======== GEËXTRAHEERDE TEKST ========

Gepubliceerd op woensdag 31 augustus 2016
IEF 16212
Rechtbank Den Haag ||
31 aug 2016
Rechtbank Den Haag 31 aug 2016, IEF 16212; ECLI:NL:RBDHA:2016:10248 (pallet verhandeling), https://delex.nl/artikelen/gegronde-reden-voor-verzet-gereviseerde-epal-pallets

Gegronde reden voor verzet gereviseerde EPAL-pallets

Rechtbank Den Haag 31 augustus 2016, IEF 16212; ECLI:NL:RBDHA:2016:10248 (handel gerepareerde pallets) Merkenrecht. Het gaat hier om het verhandelen van gerepareerde pallets voorzien van Uniemerk EPAL. Er is sprake van een wijziging van de toestand van de waren; het publiek is niet geïnformeerd dat deze reparaties ongeautoriseerd zijn. Er is een gegronde reden voor verzet tegen verhandeling (art.13 lid 2 UMVo). Een beroep op uitputting komt PHZ niet toe nu zij niet heeft gesteld dat de gerepareerde Europallets die zij aanbiedt door of met toestemming van EPAL (in gerepareerde toestand) in het verkeer zijn gebracht. De tijdens reparaties aangebrachte wijzigingen zijn niet van ondergeschikte aard en dus een wijziging in de toestand van de waren in de zin van artikel 13 lid 2 UMVo.

Overeenkomstig Europese rechtspraak kan een gegronde reden voor verzet tegen gereviseerde waren ontbreken indien ofwel het merk wordt verwijderd of onzichtbaar wordt gemaakt, ofwel degene die gerepareerde/gereviseerde waren verhandelt bij die verhandeling alles doet wat redelijkerwijs mogelijk is om duidelijk te maken dat het gaat om niet onder toezicht van de merkhouder gereviseerde producten. Dat PHZ niet (actief) de indruk wekt tot het EPAL-distributienetwerk te behoren of bijzondere band suggereert, is onvoldoende, PHZ dient actief de genoemde indruk en suggestie weg te nemen. Aan PHZ wordt een verbod opgelegd.

4.10. Overeenkomstig de eerdergenoemde en meer recente Europese rechtspraak2 kan in een situatie waarin gereviseerde waren worden aangeboden niettemin een gegronde reden voor verzet ontbreken indien ofwel het merk wordt verwijderd of onzichtbaar wordt gemaakt, ofwel degene die gerepareerde/gereviseerde waren verhandelt bij die verhandeling alles doet wat redelijkerwijs mogelijk is om duidelijk te maken dat het gaat om niet onder toezicht van de merkhouder gereviseerde producten. Onvoldoende is dus, zoals PHZ stelt, dat zij niet (actief) de indruk wekt tot het distributienetwerk van EPAL te behoren of niet (actief) een bijzondere band met EPAL suggereert. Het gaat er juist om dat PHZ actief de genoemde indruk en suggestie dient weg te nemen c.q. voorkomen.

======== FRAGMENTEN UIT DATASET ========

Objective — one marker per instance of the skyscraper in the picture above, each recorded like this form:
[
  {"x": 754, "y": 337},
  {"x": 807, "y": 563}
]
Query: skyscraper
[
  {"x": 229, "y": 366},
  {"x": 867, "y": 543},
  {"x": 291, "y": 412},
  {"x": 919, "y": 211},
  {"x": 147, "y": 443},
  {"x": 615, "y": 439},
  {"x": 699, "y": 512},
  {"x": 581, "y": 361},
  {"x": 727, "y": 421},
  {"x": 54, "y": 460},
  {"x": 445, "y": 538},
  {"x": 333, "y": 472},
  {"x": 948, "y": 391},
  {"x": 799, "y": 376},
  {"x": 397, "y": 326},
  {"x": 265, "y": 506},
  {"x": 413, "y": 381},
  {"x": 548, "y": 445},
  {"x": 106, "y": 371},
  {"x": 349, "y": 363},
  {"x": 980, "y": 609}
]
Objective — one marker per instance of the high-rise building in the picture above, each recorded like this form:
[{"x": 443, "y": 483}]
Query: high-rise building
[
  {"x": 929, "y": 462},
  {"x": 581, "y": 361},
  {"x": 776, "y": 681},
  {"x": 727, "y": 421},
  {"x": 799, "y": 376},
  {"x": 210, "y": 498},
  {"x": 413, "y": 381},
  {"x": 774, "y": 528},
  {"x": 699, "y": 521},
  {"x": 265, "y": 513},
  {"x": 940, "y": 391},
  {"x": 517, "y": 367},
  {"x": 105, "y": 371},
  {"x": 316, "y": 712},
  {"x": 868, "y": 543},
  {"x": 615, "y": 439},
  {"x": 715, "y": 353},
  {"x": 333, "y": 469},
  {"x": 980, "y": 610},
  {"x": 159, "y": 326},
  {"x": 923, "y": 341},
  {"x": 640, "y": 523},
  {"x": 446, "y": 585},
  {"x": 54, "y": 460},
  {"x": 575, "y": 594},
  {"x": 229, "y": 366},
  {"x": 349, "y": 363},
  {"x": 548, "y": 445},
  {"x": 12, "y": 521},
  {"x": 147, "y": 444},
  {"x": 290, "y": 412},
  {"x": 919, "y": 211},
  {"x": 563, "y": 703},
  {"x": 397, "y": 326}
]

========

▶ OPDRACHTEN
[1] Op welk artikel van de UMVo baseert de tekst over de gereviseerde EPAL-pallets de gegronde reden voor verzet tegen verhandeling?
[2] Neem uit de vermeldingen de regels ongewijzigd over vanaf de regel die "Objective — one marker per instance of the high-rise" bevat tot en met het einde van de vermeldingen, beide grenzen inbegrepen.

▶ UITGEWERKTE ANTWOORDEN
[1] Op artikel 13 lid 2 UMVo.

[2]
Objective — one marker per instance of the high-rise building in the picture above, each recorded like this form:
[{"x": 443, "y": 483}]
Query: high-rise building
[
  {"x": 929, "y": 462},
  {"x": 581, "y": 361},
  {"x": 776, "y": 681},
  {"x": 727, "y": 421},
  {"x": 799, "y": 376},
  {"x": 210, "y": 498},
  {"x": 413, "y": 381},
  {"x": 774, "y": 528},
  {"x": 699, "y": 521},
  {"x": 265, "y": 513},
  {"x": 940, "y": 391},
  {"x": 517, "y": 367},
  {"x": 105, "y": 371},
  {"x": 316, "y": 712},
  {"x": 868, "y": 543},
  {"x": 615, "y": 439},
  {"x": 715, "y": 353},
  {"x": 333, "y": 469},
  {"x": 980, "y": 610},
  {"x": 159, "y": 326},
  {"x": 923, "y": 341},
  {"x": 640, "y": 523},
  {"x": 446, "y": 585},
  {"x": 54, "y": 460},
  {"x": 575, "y": 594},
  {"x": 229, "y": 366},
  {"x": 349, "y": 363},
  {"x": 548, "y": 445},
  {"x": 12, "y": 521},
  {"x": 147, "y": 444},
  {"x": 290, "y": 412},
  {"x": 919, "y": 211},
  {"x": 563, "y": 703},
  {"x": 397, "y": 326}
]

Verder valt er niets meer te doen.